┌─ EXCERPTED DATA

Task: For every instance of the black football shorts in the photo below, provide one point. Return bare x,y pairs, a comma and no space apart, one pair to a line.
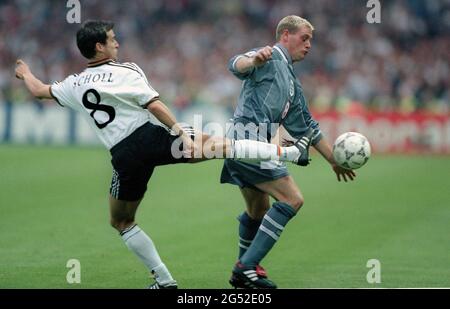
135,157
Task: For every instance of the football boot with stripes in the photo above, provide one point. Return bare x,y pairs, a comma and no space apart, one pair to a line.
157,286
248,278
303,144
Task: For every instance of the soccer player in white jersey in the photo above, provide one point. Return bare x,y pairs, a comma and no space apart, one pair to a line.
115,99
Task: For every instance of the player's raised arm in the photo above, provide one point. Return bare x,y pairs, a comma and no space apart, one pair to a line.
37,88
256,59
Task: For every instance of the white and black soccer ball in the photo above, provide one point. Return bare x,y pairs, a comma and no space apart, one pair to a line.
351,150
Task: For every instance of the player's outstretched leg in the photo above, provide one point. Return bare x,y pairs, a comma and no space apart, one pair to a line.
244,274
122,219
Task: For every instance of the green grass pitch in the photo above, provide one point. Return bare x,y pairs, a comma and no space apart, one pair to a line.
53,207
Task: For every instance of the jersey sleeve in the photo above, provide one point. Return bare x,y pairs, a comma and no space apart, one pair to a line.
142,92
232,65
62,91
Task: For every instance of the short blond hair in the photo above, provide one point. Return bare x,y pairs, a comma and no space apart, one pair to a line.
291,23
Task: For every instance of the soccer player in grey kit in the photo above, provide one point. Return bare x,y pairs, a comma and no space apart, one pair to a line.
270,94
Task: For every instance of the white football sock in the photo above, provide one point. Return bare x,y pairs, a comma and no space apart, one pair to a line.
245,149
141,245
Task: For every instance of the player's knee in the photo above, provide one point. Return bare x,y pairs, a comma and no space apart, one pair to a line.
120,225
296,201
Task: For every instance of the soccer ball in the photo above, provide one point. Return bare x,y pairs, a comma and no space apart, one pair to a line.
351,150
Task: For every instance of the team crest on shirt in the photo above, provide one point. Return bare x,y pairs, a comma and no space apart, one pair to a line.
286,109
291,88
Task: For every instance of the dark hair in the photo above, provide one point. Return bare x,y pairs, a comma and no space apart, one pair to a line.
91,33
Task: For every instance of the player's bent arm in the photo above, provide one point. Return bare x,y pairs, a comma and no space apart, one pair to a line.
37,88
245,63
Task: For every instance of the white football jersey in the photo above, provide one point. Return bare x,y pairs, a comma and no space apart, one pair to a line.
111,96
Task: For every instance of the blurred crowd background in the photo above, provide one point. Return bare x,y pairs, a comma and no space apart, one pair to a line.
400,64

└─

Return all of the items above word for word, leaving out the picture.

Task: For every instance of the black football shorts in the photo below, provide one point. Return bare x,y pairs, a comma and no space apart, one pair to a line.
135,157
Task: For every instance of the football boot with stripes in the photo above, provide one point. Return bare x,y pairs, a comma and no space apart, one pair to a line.
157,286
248,278
303,144
Task: For every instance of the soccer player in white jersey in the photo above, provide one point. Return bare x,y pairs, a comma and no space apart, one pair to a line.
115,99
Task: For every instance of the player's raised arm in the photo above, provide one point. Return bare x,y pairs, a comma and no space apart, one pair to a line.
37,88
256,59
Task: For every instance of the white and black soccer ball in the photo above, provide one point. Return bare x,y pairs, a comma and no space apart, one pair to a line.
351,150
Task: For every instance of the player's outstretched leg in the photo above, provide one point. Return bare x,y pairs, a comma and no space apart, one pair to a line.
244,274
122,219
Task: For every instance of the green grass pitch in the photo above, provide one point. Return bare x,y pairs, a comma and no space apart, one pair to a line.
53,207
Task: For every instance of the jersey sleeve in the photo above, provide one point. Return bare x,y pairs, a comma and no space apart, one pair to a line.
142,92
232,65
62,91
Task: For every instance of the short blond hair in the photo above, provide one point. Return bare x,y pairs, a comma and no space apart, one pair to a line.
291,23
Task: For every instance of the soccer player in grey kit in the photo above, provide one point. Return bare x,y pairs, a comma and no space apart, one pair to a line.
270,94
Task: For every instance of the white football sock in the photo above, provide one point. Return bare x,y pairs, a comma and no space apart, one pair to a line.
245,149
141,245
Task: For every instance of the player's knee in the photo above, provide one point. Return bare x,y pairs, a comma and no space apart, one pair to a line.
120,225
296,201
Task: For every instance of the soccer ball in the photo above, provide one point. Return bare x,y pairs, a comma and no space apart, one pair to a line.
351,150
Task: For every instance of the team crest on shirt in the photo above, provide one point. Return bare x,y pairs, a comma and no space apart, one pair to a line.
286,109
291,88
Task: For every instance of the dark hair in the photo above, provide one point. Return bare x,y pairs, a comma and no space apart, one pair to a line.
91,33
Task: For every instance of the player's bent arm in the photo above, provide one point. Return bare x,y pairs, a comma and no space apart, one pair to a line.
37,88
245,63
Task: For every instance of the white football jersey in the photo above, provide one point. Return bare x,y pairs, a comma and no space apart, one pair to a line.
111,96
Task: For every instance of the blurred crowd background in the photo above, provide one point. Return bare x,y pairs, a comma and no space apart, one pair to a line.
400,64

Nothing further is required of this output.